This cell centralizes all tunable parameters for the experiments. The assignment requires testing different values for these to find the best setup.

In [14]:
# BATCH_SIZE is the number of transitions sampled from the replay buffer
# GAMMA is the discount factor as mentioned in the previous section
# EPS_START is the starting value of epsilon
# EPS_END is the final value of epsilon
# EPS_DECAY controls the rate of exponential decay of epsilon, higher means a slower decay
# TAU is the update rate of the target network
# LR is the learning rate of the AdamW optimizer
config = {
    "USE_DDQN": True,
    "BATCH_SIZE": 128,
    "GAMMA": 0.99,
    "EPS_START": 0.9,
    "EPS_END": 0.05,
    "EPS_DECAY": 1000,
    "TAU": 0.005,
    "LR": 1e-4,
    "REPLAY_MEMORY_SIZE": 10000,
}

---
## 3. Core DQN Components

This section defines the three fundamental building blocks of the agent:
1.  **DQN Model**: A simple feed-forward neural network that estimates Q-values.
2.  **Replay Memory**: A buffer that stores past experiences (`state`, `action`, `reward`, `next_state`) so the agent can learn from them in batches. This decorrelates experiences and stabilizes training.

» **Requirement 1**:
Print the lines of the listing from the line containing "locate the green leaf in the photo above." through the end of the listing, including both ends.
The DQN excerpt and the listing come from unrelated sources.

» **Supplied information**:
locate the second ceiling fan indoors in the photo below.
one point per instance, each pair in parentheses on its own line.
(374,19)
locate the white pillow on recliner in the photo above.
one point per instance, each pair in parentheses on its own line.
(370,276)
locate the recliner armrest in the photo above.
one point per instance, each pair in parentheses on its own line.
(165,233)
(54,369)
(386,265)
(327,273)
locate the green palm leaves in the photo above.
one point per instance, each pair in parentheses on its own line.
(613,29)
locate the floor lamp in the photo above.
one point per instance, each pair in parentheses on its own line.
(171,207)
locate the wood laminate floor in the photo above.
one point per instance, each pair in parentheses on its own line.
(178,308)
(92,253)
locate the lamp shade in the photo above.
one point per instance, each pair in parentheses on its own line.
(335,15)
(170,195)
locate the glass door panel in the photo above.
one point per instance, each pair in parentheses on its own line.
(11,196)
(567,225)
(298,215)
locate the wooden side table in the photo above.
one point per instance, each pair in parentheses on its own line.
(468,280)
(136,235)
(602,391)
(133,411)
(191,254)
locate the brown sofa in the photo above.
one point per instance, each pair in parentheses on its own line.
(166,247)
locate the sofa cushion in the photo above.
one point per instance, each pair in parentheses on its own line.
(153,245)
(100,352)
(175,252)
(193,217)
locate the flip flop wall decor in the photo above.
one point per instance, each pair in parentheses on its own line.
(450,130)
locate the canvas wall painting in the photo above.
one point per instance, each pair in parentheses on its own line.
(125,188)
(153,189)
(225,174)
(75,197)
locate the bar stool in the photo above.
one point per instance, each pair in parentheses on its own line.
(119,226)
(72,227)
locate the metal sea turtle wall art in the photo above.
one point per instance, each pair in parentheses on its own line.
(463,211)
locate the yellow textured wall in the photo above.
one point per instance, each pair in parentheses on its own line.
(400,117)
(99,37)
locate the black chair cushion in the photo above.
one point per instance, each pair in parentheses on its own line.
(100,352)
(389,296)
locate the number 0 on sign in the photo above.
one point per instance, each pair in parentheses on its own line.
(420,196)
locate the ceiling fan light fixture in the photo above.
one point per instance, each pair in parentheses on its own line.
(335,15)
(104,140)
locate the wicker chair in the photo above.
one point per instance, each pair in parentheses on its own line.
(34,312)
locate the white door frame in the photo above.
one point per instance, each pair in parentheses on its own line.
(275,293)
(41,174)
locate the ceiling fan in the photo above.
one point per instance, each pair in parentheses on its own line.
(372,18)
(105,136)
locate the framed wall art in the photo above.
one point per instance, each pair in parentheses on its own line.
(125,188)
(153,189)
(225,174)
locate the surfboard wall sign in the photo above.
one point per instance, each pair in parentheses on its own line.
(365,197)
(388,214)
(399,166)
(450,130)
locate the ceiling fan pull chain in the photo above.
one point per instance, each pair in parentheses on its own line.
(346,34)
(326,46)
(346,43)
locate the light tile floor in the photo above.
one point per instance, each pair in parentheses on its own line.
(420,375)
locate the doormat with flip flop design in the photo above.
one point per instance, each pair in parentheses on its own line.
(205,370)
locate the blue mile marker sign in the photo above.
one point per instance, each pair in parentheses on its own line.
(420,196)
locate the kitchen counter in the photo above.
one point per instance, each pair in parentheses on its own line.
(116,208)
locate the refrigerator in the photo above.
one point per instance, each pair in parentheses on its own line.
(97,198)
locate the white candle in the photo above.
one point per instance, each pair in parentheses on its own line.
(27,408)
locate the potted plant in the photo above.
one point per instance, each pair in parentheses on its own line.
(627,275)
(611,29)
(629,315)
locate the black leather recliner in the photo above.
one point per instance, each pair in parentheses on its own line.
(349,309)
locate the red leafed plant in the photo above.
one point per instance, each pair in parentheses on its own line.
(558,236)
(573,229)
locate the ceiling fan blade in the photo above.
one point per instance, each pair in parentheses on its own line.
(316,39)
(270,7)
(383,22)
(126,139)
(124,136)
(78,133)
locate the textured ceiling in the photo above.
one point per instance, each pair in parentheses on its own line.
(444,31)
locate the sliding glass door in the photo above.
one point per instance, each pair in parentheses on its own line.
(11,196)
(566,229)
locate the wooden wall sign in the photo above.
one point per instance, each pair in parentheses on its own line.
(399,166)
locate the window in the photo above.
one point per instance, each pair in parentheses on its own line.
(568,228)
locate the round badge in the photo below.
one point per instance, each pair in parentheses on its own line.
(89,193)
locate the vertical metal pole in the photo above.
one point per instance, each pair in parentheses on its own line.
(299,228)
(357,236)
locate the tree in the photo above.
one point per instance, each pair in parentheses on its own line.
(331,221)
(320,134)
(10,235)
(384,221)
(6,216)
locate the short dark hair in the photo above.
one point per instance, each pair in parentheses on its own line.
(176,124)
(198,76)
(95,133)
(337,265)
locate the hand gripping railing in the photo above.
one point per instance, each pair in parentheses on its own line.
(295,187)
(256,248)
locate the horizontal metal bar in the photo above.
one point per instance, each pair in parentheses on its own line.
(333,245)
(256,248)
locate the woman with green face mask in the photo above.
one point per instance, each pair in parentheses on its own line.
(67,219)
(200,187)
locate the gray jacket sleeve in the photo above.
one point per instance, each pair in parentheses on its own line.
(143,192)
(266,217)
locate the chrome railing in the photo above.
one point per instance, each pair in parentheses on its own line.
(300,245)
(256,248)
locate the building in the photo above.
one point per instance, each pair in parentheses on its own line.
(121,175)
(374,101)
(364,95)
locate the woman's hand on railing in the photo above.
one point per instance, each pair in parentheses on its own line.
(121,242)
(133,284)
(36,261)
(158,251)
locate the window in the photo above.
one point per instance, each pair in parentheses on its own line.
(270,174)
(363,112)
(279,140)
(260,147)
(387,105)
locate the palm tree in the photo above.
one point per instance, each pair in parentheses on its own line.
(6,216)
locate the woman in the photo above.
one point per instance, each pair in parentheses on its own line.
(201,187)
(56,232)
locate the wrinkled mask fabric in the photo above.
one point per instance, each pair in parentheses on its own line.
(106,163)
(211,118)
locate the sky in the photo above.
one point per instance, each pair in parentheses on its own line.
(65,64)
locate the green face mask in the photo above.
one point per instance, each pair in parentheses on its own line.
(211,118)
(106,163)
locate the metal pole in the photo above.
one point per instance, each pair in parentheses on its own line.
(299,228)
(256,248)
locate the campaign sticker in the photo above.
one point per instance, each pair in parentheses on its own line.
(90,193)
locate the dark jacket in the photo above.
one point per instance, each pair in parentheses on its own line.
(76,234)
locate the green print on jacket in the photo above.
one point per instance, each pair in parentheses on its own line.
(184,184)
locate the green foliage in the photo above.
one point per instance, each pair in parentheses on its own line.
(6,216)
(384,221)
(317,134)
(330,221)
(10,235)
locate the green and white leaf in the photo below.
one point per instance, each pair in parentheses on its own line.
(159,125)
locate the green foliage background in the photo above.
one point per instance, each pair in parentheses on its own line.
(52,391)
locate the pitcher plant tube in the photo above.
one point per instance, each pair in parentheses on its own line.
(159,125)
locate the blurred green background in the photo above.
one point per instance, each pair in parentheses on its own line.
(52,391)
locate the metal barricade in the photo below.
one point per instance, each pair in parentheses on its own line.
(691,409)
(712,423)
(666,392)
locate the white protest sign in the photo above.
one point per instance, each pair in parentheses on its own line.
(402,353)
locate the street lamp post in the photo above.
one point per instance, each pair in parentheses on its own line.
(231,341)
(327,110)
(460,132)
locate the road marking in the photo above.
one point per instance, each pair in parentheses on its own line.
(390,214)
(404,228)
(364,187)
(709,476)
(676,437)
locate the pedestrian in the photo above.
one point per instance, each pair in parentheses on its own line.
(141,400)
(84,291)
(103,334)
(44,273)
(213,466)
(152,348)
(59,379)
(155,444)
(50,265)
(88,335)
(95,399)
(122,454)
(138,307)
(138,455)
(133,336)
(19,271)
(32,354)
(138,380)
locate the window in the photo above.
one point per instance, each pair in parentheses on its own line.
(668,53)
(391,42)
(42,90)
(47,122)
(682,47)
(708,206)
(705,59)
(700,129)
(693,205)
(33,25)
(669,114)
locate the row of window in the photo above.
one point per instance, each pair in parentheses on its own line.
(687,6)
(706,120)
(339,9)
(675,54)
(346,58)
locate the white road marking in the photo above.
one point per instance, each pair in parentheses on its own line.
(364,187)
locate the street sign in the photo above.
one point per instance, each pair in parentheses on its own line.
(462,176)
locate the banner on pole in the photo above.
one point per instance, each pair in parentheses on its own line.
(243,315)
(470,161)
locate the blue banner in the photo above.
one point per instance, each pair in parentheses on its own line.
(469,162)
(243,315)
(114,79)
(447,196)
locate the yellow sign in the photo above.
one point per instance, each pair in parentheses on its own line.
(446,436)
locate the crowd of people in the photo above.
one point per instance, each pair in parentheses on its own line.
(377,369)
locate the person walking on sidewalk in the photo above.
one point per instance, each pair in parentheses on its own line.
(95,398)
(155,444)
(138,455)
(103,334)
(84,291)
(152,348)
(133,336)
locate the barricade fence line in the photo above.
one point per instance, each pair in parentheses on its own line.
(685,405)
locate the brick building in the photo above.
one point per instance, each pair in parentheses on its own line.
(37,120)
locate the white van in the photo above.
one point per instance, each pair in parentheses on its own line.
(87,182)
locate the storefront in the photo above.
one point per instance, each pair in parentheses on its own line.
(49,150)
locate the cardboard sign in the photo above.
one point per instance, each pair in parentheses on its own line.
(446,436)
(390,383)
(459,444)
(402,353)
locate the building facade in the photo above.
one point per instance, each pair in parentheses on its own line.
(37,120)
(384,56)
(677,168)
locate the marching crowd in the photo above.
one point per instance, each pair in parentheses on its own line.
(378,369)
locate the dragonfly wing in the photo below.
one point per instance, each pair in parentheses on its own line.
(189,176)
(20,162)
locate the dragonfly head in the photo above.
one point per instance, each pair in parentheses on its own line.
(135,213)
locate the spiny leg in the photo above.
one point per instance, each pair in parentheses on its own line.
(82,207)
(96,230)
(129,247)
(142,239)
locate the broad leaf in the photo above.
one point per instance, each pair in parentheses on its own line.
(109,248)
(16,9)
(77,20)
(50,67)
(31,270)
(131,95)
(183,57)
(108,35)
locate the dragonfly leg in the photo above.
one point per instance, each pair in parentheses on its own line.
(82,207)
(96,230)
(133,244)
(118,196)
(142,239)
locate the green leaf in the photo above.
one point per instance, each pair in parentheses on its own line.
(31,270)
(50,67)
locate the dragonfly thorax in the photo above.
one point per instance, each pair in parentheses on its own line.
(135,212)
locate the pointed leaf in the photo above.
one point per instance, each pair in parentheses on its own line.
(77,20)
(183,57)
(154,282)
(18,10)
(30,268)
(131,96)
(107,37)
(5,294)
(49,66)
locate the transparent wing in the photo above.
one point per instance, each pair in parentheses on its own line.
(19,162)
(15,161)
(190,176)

» **Requirement 2**:
Rewrite the DQN excerpt from "This section defines" to "that estimates Q-values.", changing "feed-forward" to "fully connected".

» **Exercise solution 1**:
locate the green leaf in the photo above.
one point per instance, each pair in parentheses on its own line.
(31,270)
(50,67)
locate the dragonfly thorax in the photo above.
one point per instance, each pair in parentheses on its own line.
(135,212)
locate the pointed leaf in the photo above.
one point per instance, each pair in parentheses on its own line.
(77,20)
(183,57)
(154,282)
(18,10)
(30,268)
(131,96)
(107,37)
(5,294)
(49,66)
locate the transparent wing in the photo above.
one point per instance, each pair in parentheses on its own line.
(19,162)
(15,161)
(190,176)

» **Exercise solution 2**:
This section defines the three fundamental building blocks of the agent:
1.  **DQN Model**: A simple fully connected neural network that estimates Q-values.